TAREFA PROPOSTA 1> Extraia dos registros cada linha que contenha a palavra "tower", diferenciando maiúsculas de minúsculas.

TRECHO DO TEXTO>

○ ○ ○

O Marco Temporal e o fim da história
Carlos Alberto dos Santos Dutra
A noite do dia 30 de maio de 2023 ficará na memória
dos povos indígenas. Foi quando a Câmara dos Deputados decidiu pôr um fim à
história de resistência dos primi ocupandi desta terra
brasili. Neste dia, através do chamado marco temporal,
usurparam-lhes o direito a seus territórios tradicionais, legitimando, por
conseguinte, os massacres e expulsões praticados por aqueles que suas terras
tomaram.
E lá estavam eles, os deputados federais, sobretudo os filiados aos partidos PL, União Brasil e PP, votando a favor de um projeto de lei que estarrecia indígenas e não indígenas e que escancaradamente limitava demarcação de terras indígenas fazendo o país retroagir do campo dos direitos e garantias sociais.

○ ○ ○

REGISTROS DE ORIGEM>
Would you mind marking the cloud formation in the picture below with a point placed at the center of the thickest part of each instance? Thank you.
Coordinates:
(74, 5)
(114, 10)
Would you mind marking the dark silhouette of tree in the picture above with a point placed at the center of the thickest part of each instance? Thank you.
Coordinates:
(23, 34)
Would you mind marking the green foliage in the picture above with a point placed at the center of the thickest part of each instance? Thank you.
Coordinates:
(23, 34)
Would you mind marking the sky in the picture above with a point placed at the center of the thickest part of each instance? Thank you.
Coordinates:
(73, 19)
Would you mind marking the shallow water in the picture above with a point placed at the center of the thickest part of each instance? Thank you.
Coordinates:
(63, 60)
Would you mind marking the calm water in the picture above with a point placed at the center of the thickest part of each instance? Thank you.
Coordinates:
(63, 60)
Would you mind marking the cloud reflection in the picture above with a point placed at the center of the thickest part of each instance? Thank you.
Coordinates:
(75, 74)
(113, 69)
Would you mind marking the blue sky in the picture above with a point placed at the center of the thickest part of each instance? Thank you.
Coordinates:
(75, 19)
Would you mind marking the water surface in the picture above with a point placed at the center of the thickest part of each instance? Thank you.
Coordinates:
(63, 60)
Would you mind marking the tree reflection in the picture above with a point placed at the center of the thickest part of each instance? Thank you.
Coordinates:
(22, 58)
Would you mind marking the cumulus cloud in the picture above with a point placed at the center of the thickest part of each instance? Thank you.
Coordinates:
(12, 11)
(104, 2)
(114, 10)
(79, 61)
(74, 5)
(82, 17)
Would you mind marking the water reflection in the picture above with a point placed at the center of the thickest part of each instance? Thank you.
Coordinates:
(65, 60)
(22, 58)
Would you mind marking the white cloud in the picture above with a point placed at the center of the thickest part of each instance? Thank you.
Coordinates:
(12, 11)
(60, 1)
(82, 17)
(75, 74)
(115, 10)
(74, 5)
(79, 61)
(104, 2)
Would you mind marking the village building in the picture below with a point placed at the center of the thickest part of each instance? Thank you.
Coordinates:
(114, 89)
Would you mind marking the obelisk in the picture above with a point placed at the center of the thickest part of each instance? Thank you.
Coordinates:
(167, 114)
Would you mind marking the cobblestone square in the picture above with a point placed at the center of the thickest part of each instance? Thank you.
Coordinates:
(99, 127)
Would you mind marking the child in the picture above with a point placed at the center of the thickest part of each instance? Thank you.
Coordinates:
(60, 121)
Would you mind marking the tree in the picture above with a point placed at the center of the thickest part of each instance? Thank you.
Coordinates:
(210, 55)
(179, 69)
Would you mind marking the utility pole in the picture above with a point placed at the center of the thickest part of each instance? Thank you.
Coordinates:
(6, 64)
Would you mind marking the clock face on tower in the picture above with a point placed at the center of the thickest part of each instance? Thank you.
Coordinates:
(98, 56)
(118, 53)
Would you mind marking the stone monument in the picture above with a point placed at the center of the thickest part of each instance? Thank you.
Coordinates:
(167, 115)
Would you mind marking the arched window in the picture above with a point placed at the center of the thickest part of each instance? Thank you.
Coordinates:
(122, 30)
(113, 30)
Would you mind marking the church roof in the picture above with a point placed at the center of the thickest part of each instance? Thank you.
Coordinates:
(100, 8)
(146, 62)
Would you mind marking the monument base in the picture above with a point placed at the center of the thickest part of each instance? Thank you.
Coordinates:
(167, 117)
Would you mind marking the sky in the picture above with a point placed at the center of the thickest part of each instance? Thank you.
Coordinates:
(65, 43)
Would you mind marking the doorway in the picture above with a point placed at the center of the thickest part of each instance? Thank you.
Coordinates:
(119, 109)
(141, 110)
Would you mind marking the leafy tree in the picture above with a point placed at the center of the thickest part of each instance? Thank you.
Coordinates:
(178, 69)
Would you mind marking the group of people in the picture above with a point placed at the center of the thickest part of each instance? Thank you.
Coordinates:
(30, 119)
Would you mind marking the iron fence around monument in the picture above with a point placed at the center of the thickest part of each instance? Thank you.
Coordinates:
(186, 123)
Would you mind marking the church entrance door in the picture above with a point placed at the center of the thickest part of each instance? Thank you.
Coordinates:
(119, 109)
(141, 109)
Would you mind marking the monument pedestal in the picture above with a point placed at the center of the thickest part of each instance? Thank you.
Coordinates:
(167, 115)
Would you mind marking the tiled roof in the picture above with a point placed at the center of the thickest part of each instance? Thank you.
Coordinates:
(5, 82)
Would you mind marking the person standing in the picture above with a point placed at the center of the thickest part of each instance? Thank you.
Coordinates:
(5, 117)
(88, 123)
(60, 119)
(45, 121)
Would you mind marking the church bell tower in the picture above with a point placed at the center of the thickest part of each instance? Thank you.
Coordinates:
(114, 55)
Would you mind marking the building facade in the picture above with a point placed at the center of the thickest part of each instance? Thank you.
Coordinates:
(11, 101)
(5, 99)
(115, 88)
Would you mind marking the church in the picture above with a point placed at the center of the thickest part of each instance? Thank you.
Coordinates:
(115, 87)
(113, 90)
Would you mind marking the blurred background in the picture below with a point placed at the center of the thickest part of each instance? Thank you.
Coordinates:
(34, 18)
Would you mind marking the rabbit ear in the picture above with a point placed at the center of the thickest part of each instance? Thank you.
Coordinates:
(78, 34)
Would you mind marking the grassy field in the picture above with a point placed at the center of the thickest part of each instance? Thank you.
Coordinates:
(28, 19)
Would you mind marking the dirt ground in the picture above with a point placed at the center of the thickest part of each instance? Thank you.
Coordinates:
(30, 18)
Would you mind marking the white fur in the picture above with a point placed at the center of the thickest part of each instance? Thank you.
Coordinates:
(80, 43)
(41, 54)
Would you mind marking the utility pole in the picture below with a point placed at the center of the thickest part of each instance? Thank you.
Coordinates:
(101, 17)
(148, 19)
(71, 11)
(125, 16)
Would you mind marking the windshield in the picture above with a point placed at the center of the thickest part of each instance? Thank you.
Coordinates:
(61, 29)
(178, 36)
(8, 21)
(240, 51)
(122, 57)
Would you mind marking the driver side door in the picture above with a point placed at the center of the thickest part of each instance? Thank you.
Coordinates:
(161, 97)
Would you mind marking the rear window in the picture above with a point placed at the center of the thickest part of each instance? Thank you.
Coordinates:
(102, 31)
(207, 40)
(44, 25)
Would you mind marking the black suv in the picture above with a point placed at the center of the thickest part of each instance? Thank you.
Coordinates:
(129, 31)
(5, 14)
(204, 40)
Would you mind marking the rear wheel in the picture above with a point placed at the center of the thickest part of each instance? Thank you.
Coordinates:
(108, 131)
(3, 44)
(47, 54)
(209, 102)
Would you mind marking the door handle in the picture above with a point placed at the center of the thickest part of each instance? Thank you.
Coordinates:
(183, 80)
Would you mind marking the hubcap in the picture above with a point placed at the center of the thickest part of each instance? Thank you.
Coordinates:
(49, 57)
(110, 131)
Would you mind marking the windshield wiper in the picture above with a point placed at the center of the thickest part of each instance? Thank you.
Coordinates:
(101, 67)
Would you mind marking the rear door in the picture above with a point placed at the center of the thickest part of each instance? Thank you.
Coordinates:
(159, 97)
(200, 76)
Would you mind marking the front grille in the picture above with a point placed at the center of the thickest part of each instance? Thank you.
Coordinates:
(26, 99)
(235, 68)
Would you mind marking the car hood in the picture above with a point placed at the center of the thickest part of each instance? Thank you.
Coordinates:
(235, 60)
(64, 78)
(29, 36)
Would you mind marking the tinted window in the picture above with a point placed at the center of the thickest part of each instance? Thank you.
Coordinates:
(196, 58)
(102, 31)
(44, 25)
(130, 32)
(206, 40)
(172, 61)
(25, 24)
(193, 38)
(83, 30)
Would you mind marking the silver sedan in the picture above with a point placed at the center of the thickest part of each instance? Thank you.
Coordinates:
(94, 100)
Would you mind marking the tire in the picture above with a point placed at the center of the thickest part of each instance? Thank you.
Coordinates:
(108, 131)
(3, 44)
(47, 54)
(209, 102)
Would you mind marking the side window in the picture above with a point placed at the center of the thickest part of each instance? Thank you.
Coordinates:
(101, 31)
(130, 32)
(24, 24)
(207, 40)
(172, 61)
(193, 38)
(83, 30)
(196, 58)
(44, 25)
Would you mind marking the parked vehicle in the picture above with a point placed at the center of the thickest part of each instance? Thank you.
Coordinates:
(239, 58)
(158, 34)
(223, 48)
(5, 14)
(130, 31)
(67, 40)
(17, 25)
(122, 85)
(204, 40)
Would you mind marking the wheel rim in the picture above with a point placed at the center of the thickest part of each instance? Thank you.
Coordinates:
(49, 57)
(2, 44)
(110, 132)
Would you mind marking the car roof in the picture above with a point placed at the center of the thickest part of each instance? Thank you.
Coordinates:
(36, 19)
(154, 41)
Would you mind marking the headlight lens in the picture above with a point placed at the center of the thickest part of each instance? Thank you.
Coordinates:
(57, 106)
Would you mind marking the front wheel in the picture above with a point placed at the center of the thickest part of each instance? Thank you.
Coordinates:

○ ○ ○

TAREFA PROPOSTA 2> Diga se cada afirmação abaixo está de acordo com o texto sobre o marco temporal, respondendo sim ou não e citando as palavras decisivas do texto: (a) a decisão foi tomada pelo Senado Federal; (b) deputados filiados ao PL, ao União Brasil e ao PP votaram a favor do projeto de lei; (c) o projeto de lei ampliava a demarcação de terras indígenas.

SOLUÇÃO DO PROBLEMA 1>
Would you mind marking the clock face on tower in the picture above with a point placed at the center of the thickest part of each instance? Thank you.
Would you mind marking the church bell tower in the picture above with a point placed at the center of the thickest part of each instance? Thank you.

SOLUÇÃO DO PROBLEMA 2>
(a) Não: "Foi quando a Câmara dos Deputados decidiu pôr um fim à"
(b) Sim: "sobretudo os filiados aos partidos PL, União Brasil e PP, votando a favor de um projeto de lei"
(c) Não: "escancaradamente limitava demarcação de terras indígenas"